= What you will do =
Below is a set of records; print all of them exactly as written.

Data extracted from a collection
>> start
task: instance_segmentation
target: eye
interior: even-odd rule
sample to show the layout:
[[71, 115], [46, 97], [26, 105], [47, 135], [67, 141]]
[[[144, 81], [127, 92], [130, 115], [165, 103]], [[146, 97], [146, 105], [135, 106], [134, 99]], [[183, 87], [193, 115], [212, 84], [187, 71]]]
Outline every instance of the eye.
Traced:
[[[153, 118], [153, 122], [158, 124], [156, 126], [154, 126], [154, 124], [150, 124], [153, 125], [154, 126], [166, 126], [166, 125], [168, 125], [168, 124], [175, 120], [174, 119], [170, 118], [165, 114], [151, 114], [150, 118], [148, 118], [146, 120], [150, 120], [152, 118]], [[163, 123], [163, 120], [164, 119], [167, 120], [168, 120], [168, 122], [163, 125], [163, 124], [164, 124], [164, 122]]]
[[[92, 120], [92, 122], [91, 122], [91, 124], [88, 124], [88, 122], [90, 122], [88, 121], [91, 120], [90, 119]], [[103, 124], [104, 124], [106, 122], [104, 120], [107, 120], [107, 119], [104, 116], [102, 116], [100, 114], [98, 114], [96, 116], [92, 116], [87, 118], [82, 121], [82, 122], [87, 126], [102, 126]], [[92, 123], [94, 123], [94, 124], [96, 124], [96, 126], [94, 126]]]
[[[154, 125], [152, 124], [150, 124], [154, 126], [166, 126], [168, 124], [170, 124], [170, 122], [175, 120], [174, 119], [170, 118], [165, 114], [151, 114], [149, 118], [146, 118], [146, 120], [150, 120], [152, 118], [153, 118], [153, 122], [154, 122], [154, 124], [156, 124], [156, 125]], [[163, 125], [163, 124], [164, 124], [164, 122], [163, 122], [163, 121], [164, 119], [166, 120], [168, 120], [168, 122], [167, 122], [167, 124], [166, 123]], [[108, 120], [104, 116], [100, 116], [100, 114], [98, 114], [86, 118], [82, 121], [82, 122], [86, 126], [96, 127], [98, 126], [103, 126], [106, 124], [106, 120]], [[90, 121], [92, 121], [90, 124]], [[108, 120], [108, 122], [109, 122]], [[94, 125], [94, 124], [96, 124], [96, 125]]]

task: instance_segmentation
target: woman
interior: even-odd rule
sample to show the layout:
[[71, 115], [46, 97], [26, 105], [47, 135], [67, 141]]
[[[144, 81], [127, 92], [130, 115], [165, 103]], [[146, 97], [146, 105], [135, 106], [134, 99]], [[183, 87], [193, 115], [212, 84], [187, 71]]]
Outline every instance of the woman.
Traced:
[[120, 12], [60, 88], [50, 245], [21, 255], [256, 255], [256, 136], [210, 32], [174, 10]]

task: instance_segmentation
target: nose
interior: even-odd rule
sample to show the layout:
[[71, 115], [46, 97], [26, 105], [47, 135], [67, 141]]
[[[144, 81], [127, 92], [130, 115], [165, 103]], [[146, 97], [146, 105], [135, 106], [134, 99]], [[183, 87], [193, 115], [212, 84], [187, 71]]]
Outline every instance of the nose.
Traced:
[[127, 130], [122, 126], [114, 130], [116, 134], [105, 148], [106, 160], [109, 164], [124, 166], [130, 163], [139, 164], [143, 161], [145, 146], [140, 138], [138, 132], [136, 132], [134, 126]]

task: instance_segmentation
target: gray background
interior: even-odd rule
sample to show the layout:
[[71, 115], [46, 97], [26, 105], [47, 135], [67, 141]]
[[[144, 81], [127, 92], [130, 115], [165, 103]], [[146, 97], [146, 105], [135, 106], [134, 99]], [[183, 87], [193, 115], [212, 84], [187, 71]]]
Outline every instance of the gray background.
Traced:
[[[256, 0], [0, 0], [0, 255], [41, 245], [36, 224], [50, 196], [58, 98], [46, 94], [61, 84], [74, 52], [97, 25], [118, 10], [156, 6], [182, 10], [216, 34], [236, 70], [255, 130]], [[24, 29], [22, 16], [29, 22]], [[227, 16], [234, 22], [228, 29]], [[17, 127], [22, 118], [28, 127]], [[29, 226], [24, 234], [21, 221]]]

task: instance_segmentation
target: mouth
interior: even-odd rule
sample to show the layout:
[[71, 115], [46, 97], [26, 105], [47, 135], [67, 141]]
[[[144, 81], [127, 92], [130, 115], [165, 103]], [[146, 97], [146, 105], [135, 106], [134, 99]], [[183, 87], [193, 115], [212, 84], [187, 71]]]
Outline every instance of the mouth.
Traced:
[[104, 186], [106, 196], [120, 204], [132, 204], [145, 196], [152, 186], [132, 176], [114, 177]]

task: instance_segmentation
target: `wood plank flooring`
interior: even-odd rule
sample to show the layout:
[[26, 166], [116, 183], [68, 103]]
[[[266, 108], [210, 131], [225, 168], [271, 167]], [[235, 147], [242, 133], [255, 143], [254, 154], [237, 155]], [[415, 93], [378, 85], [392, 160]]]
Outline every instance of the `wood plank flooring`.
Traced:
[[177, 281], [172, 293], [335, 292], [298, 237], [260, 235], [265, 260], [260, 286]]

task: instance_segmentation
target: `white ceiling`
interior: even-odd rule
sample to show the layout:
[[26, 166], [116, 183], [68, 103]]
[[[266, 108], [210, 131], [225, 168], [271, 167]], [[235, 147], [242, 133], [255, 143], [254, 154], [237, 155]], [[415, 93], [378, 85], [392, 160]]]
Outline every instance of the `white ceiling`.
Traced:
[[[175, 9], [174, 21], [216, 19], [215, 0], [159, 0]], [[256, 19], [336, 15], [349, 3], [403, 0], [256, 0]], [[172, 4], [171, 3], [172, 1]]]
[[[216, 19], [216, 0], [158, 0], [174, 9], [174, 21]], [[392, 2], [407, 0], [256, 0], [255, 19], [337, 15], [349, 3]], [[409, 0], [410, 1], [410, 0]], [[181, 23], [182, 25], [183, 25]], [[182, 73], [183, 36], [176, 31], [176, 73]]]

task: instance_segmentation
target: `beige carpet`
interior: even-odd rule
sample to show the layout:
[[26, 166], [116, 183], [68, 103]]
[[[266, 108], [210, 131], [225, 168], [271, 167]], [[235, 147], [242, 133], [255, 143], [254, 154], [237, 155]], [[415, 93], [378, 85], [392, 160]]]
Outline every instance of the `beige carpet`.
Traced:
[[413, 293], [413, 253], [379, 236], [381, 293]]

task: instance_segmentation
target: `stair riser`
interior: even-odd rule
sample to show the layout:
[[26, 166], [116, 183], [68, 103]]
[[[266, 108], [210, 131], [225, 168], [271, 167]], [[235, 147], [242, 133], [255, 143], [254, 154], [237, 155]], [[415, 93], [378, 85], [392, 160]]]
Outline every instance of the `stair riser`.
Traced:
>> end
= Solved exercise =
task: instance_segmentation
target: eye
interior: even-odd rule
sample to show the layout:
[[71, 115], [46, 97], [26, 105], [47, 135], [67, 141]]
[[[144, 81], [127, 92], [130, 115], [165, 103]], [[146, 97], [146, 105], [135, 106], [134, 99]], [[183, 87], [193, 115], [212, 84], [187, 71]]]
Outline every instance of the eye.
Traced:
[[[153, 118], [153, 122], [158, 124], [156, 126], [154, 126], [154, 124], [150, 124], [153, 125], [154, 126], [166, 126], [166, 125], [168, 125], [168, 124], [175, 120], [174, 119], [170, 118], [165, 114], [151, 114], [150, 118], [148, 118], [146, 120], [150, 120], [152, 118]], [[163, 123], [163, 120], [164, 119], [167, 120], [168, 120], [168, 122], [163, 125], [163, 124], [164, 124], [164, 122]]]
[[[92, 120], [92, 122], [91, 122], [91, 124], [88, 124], [88, 122], [90, 122], [88, 121], [91, 120], [90, 119]], [[103, 124], [104, 124], [106, 122], [104, 120], [107, 120], [107, 119], [104, 116], [102, 116], [100, 114], [98, 114], [96, 116], [92, 116], [87, 118], [82, 121], [82, 122], [87, 126], [102, 126]], [[92, 123], [94, 123], [94, 124], [96, 124], [96, 126], [94, 126]]]
[[[154, 125], [152, 124], [150, 124], [154, 126], [166, 126], [168, 124], [170, 124], [170, 122], [175, 120], [174, 119], [170, 118], [165, 114], [151, 114], [149, 118], [146, 118], [146, 120], [150, 120], [152, 118], [153, 118], [153, 122], [154, 122], [154, 124], [156, 124], [156, 125]], [[163, 125], [163, 124], [164, 124], [164, 122], [163, 122], [163, 121], [164, 119], [166, 120], [168, 120], [168, 122], [167, 122], [167, 124], [166, 123]], [[108, 120], [104, 116], [100, 116], [100, 114], [98, 114], [86, 118], [82, 121], [82, 122], [86, 126], [96, 127], [98, 126], [103, 126], [106, 124], [106, 120]], [[90, 121], [92, 121], [90, 124]], [[108, 120], [108, 122], [109, 122]], [[94, 125], [94, 124], [96, 124], [96, 125]]]

task: instance_segmentation
target: woman
interior: even-odd rule
sample to show the layout:
[[71, 115], [46, 97], [26, 105], [47, 135], [67, 141]]
[[[144, 81], [127, 92], [130, 115], [165, 103]], [[146, 97], [146, 105], [135, 106], [134, 99]], [[183, 87], [193, 115], [212, 84], [187, 71]]]
Outline every instance of the woman.
Traced:
[[120, 12], [60, 88], [50, 245], [21, 255], [256, 255], [256, 136], [210, 32], [174, 10]]

task: instance_segmentation
target: nose
interior: even-odd rule
sample to show the layout:
[[71, 115], [46, 97], [26, 105], [47, 135], [67, 141]]
[[[144, 81], [127, 92], [130, 115], [165, 103]], [[146, 97], [146, 105], [135, 106], [134, 99]], [[183, 87], [193, 115], [212, 84], [187, 71]]]
Outline every instance of the nose.
Traced:
[[127, 130], [122, 126], [114, 130], [116, 134], [105, 148], [106, 160], [109, 164], [124, 166], [130, 163], [139, 164], [143, 161], [145, 146], [140, 138], [138, 132], [136, 132], [134, 126]]

task: instance_segmentation
target: gray background
interior: even-odd rule
sample to show the layout:
[[71, 115], [46, 97], [26, 105], [47, 135], [67, 141]]
[[[144, 81], [127, 92], [130, 115], [165, 103]], [[146, 97], [146, 105], [135, 106], [134, 99]], [[183, 87], [193, 115], [212, 84], [187, 71]]]
Outline every instance of the gray background.
Traced:
[[[256, 0], [0, 0], [0, 255], [41, 245], [36, 224], [50, 196], [58, 98], [46, 94], [61, 84], [74, 52], [97, 25], [118, 10], [156, 6], [182, 10], [216, 34], [236, 70], [255, 130]], [[24, 29], [22, 16], [29, 22]], [[227, 16], [234, 22], [228, 29]], [[17, 127], [22, 118], [28, 127]], [[29, 226], [24, 234], [21, 221]]]

task: instance_segmentation
target: mouth
interior: even-odd rule
sample to show the layout:
[[71, 115], [46, 97], [26, 105], [47, 135], [67, 141]]
[[[144, 81], [127, 92], [130, 115], [165, 103]], [[146, 97], [146, 105], [135, 106], [134, 99]], [[183, 87], [193, 115], [212, 84], [187, 71]]]
Outline every instance of the mouth.
Traced:
[[104, 186], [106, 196], [120, 204], [132, 204], [145, 196], [152, 186], [132, 176], [114, 177]]

task: instance_segmentation
target: `wood plank flooring`
interior: even-odd rule
sample to show the layout:
[[26, 166], [116, 183], [68, 103]]
[[[266, 108], [210, 131], [225, 168], [271, 167]], [[235, 147], [242, 133], [255, 143], [254, 154], [237, 155]], [[415, 93], [378, 85], [392, 160]]]
Outline every instance of the `wood plank flooring`.
Traced:
[[177, 281], [172, 293], [335, 292], [298, 237], [260, 235], [265, 260], [260, 286]]

task: instance_segmentation
target: `white ceiling`
interior: even-odd rule
sample to show the layout:
[[26, 166], [116, 183], [68, 103]]
[[[266, 108], [210, 131], [225, 168], [271, 167]], [[235, 147], [242, 133], [255, 143], [254, 154], [237, 155]], [[415, 93], [378, 85], [392, 160]]]
Outline every instance of the `white ceiling`.
Traced:
[[[175, 9], [174, 21], [216, 19], [215, 0], [159, 0]], [[256, 19], [336, 15], [349, 3], [403, 0], [256, 0]], [[172, 4], [171, 3], [172, 1]]]
[[[216, 19], [216, 0], [158, 0], [174, 9], [174, 21]], [[392, 2], [407, 0], [256, 0], [255, 19], [337, 15], [349, 3]], [[409, 0], [410, 1], [410, 0]], [[181, 23], [182, 25], [183, 25]], [[182, 73], [183, 36], [176, 31], [176, 73]]]

task: instance_segmentation
target: `beige carpet`
interior: even-odd rule
sample to show the layout:
[[26, 166], [116, 183], [68, 103]]
[[[266, 108], [210, 131], [225, 168], [271, 167]], [[235, 147], [242, 133], [255, 143], [254, 154], [237, 155]], [[415, 93], [378, 85], [392, 160]]]
Outline every instance of the `beige carpet`.
Traced:
[[413, 293], [413, 253], [379, 236], [381, 293]]

task: instance_segmentation
target: `stair riser`
interior: even-odd rule
sample to show the layout:
[[26, 166], [116, 183], [68, 103]]
[[[266, 108], [210, 131], [225, 168], [271, 167]], [[235, 147], [242, 133], [255, 143], [254, 154], [237, 155]], [[415, 93], [378, 85], [392, 160]]]
Outline every instance of the `stair riser`.
Traced:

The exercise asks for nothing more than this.